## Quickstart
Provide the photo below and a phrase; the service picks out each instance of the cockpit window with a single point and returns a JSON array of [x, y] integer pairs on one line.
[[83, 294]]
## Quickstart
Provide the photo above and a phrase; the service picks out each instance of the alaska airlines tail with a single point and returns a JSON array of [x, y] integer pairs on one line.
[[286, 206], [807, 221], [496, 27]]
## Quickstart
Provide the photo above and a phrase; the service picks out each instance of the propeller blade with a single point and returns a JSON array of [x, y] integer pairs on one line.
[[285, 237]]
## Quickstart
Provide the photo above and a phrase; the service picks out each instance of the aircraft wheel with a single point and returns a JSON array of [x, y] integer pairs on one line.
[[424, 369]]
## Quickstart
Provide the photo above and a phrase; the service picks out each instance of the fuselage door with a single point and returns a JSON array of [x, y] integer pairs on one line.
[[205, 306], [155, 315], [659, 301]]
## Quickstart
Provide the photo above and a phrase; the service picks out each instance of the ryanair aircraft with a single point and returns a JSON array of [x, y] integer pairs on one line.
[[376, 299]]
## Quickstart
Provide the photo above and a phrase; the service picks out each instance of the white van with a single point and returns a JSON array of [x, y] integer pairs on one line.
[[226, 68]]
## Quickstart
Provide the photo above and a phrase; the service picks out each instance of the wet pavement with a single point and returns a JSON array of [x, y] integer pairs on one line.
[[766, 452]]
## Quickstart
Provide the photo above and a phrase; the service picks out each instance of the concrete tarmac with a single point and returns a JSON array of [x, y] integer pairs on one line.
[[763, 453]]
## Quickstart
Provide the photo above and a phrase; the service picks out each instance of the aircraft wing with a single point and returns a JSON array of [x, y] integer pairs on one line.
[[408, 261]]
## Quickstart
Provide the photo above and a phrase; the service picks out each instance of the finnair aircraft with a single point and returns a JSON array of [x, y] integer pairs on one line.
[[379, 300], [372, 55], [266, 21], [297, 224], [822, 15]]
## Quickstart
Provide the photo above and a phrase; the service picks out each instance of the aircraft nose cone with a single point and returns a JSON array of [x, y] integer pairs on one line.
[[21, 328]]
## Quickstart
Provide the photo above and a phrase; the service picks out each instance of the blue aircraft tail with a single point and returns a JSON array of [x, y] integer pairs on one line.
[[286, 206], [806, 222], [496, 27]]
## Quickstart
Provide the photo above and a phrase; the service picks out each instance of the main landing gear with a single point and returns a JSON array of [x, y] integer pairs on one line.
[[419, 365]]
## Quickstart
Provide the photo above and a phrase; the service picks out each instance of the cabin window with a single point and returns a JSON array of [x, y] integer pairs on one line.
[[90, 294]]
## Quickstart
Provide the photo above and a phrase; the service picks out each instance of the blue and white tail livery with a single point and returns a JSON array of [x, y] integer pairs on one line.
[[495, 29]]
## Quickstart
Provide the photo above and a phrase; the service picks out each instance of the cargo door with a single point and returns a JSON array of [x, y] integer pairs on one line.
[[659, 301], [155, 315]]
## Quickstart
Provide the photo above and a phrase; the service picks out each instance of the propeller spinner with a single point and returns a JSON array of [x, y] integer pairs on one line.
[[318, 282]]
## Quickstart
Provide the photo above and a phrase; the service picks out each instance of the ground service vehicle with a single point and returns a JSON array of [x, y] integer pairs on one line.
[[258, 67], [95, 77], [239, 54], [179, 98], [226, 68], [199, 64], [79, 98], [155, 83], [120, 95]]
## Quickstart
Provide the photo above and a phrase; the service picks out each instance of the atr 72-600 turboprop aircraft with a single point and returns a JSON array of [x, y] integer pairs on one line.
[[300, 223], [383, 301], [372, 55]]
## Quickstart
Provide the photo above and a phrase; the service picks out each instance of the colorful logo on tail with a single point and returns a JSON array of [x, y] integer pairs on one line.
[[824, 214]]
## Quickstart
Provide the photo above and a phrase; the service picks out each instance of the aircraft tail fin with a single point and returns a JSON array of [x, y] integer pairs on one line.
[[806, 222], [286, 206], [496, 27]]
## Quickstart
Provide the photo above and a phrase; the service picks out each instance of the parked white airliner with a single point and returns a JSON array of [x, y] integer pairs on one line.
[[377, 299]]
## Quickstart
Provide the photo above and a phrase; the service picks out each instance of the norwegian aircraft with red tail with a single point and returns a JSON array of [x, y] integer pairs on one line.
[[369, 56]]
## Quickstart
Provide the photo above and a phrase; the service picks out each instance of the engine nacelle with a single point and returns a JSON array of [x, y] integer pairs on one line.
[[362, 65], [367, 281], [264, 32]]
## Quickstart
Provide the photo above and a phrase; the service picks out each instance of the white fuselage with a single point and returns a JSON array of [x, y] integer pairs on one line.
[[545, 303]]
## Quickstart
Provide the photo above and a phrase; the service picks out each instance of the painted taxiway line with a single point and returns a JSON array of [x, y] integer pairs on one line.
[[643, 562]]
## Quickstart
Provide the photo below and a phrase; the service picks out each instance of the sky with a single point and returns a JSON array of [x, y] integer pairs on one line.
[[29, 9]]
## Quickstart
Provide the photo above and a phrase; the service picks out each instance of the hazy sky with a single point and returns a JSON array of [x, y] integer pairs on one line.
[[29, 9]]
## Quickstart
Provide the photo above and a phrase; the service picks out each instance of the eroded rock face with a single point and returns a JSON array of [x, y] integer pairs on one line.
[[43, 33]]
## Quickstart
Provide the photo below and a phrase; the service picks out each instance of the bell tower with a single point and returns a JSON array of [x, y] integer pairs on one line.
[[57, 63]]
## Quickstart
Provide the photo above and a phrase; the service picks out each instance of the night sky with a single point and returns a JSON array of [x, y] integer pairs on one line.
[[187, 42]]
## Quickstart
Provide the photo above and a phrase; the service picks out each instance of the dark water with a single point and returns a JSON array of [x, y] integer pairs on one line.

* Requirements
Every line of the material must be returned exactly as it appears.

* Response to this task
## Quickstart
Provide the photo below and a phrase; the service picks out each instance of the cockpit window with a single point and returns a JSON array of [x, y] integer pairs on one line.
[[83, 294]]
## Quickstart
Provide the photo above and a phrase; the service picks out each instance of the alaska airlines tail with a single point and returns a JSON array of [x, y] integer pairs on one line.
[[286, 206], [807, 221], [496, 27]]
## Quickstart
Provide the photo above and a phrase; the service picks out each instance of the propeller blade with a single point and returns a JSON array of [x, y] integer pairs on one line.
[[285, 237]]
## Quickstart
Provide the photo above and a phrase; the service picks out each instance of the aircraft wheel with a single point and returns a JSON array of [x, y] integer pairs on one line.
[[424, 369]]
## Quickstart
Provide the photo above and a phrase; the service picks out each instance of the fuselage door with a single point and returns a JSON array of [x, y] integer pairs on one line.
[[205, 306], [155, 315], [659, 301]]
## Quickstart
Provide the photo above and a phrase; the service picks out each instance of the ryanair aircraft with a single point and returns a JSON array of [x, y] integer pairs on one line.
[[376, 299]]
## Quickstart
Provide the photo above and a phrase; the service picks out each instance of the white van with a single point and returns a JSON array of [x, y] integer pairs on one line.
[[226, 68]]
## Quickstart
Provide the photo above and a phrase; the service picks out each instance of the wet pavement with a single point and returns a JSON array of [x, y] integer pairs on one line.
[[766, 452]]
## Quickstart
Provide the photo above and a phrase; the service picks out each instance of the concrete tarmac with a single point and returns a JSON array of [x, y] integer pairs on one line.
[[763, 453]]
## Quickstart
Provide the photo above and a phrase; the service picks out each instance of the aircraft wing with a single point and returns a JSON array of [x, y] integer pairs on one line.
[[408, 261]]
## Quickstart
Provide the photo above and a phrase; the service picks out each instance of the finnair aircraft with a single point and returns a JSON array of [x, y] integer pairs on one line.
[[379, 300], [372, 55], [266, 21], [297, 224], [822, 15]]
## Quickstart
Provide the photo above and a phrase; the service picks out each instance of the aircraft nose cone with a single point and returns a JSON array of [x, y] integer pairs on one line.
[[21, 328]]
## Quickstart
Provide the photo above and a phrase; the service picks out each instance of the blue aircraft tail with a single point and returns a JSON array of [x, y] integer pairs on one line.
[[286, 206], [806, 222], [496, 27]]
## Quickstart
Provide the photo above and a phrase; the service picks out each instance of the main landing gear with a single point and returns a JSON array of [x, y] integer pairs on one line.
[[419, 365]]
## Quickstart
Provide the photo above and a phrase; the service picks out each instance of the cabin window with a single point and returns a JSON array of [x, y] integer pairs on one line.
[[90, 294]]
## Quickstart
Provide the photo above and a phrase; the service picks out each instance of the blue and white tail livery with a single point and returns a JSON array of [x, y] integer pairs on one line.
[[495, 29]]
## Quickstart
Provide the photo above and a phrase; the service picks out each instance of the cargo door with a single point and returns a JSON array of [x, y] integer pairs on one line.
[[659, 301], [155, 315]]
## Quickstart
Provide the photo above and a phrase; the service picks out each instance of the propeller spinner with a single point and returns a JSON array of [x, y] integer pairs on one line.
[[318, 282]]
## Quickstart
Provide the photo above and a phrase; the service picks out each instance of the ground service vehicle with a single point and returns a JSON array of [x, y] integer pairs on one line.
[[258, 67], [95, 77], [239, 54], [179, 98], [226, 68], [199, 64], [79, 98], [155, 83], [120, 95]]
## Quickstart
Provide the photo above and a phrase; the service picks out each instance of the atr 72-600 turboprop aircraft with a single point and returns a JSON array of [x, y] integer pairs on one line.
[[300, 223], [383, 301], [372, 55]]
## Quickstart
Provide the photo above and a phrase; the service picks out each instance of the colorful logo on tail with a single point and returns a JSON array of [x, y] integer pairs on one line.
[[824, 214]]
## Quickstart
Provide the photo above and a phrase; the service picks out each instance of the aircraft tail fin with a single point and returns a JSON array of [x, y] integer pairs on one line.
[[806, 222], [286, 206], [496, 27]]
## Quickstart
Provide the photo above and a phrase; the service picks out each instance of the parked white airliner with a single point and returns a JSON array of [x, y] integer pairs on one line.
[[377, 299]]
## Quickstart
Provide the photo above and a phrase; the service picks out each instance of the norwegian aircraft with red tail with a single point and returns a JSON array of [x, y] integer pairs on one line.
[[369, 56]]
## Quickstart
Provide the photo above and a phrase; the service picks out each instance of the engine nacelle with a single point and returns a JSON array of [x, y] integer pairs on one line.
[[362, 65], [367, 281], [264, 32]]
## Quickstart
Provide the photo above and a phrase; the service picks out each instance of the white fuselage with a single point and returns a JSON array of [x, y] integer pairs on one line.
[[545, 303]]
## Quickstart
Provide the photo above and a phrase; the service picks out each instance of the painted taxiway line with a single point and returns a JSON array of [x, y] integer pairs on one line.
[[643, 562]]
## Quickstart
Provide the photo below and a phrase; the service picks out each instance of the sky with a single point and returns a JSON array of [x, y] integer pairs on one line.
[[29, 9]]
## Quickstart
Provide the photo above and a phrase; the service picks out each instance of the hazy sky with a single point and returns a JSON array of [x, y] integer pairs on one line.
[[29, 9]]
## Quickstart
Provide the photo above and a phrase; the service picks out each instance of the eroded rock face with a single point and returns a JSON array of [x, y] integer pairs on one line.
[[43, 33]]
## Quickstart
Provide the photo below and a phrase; the service picks out each instance of the bell tower with a single point and returns a JSON array of [x, y] integer pairs on one line.
[[57, 63]]
## Quickstart
Provide the photo above and a phrase; the service picks out each instance of the night sky with a single point and returns a JSON array of [x, y] integer pairs on one line.
[[187, 42]]
## Quickstart
Provide the photo above and a phrase; the service picks out each instance of the dark water with a single point and returns a JSON array of [x, y] integer pairs on one line.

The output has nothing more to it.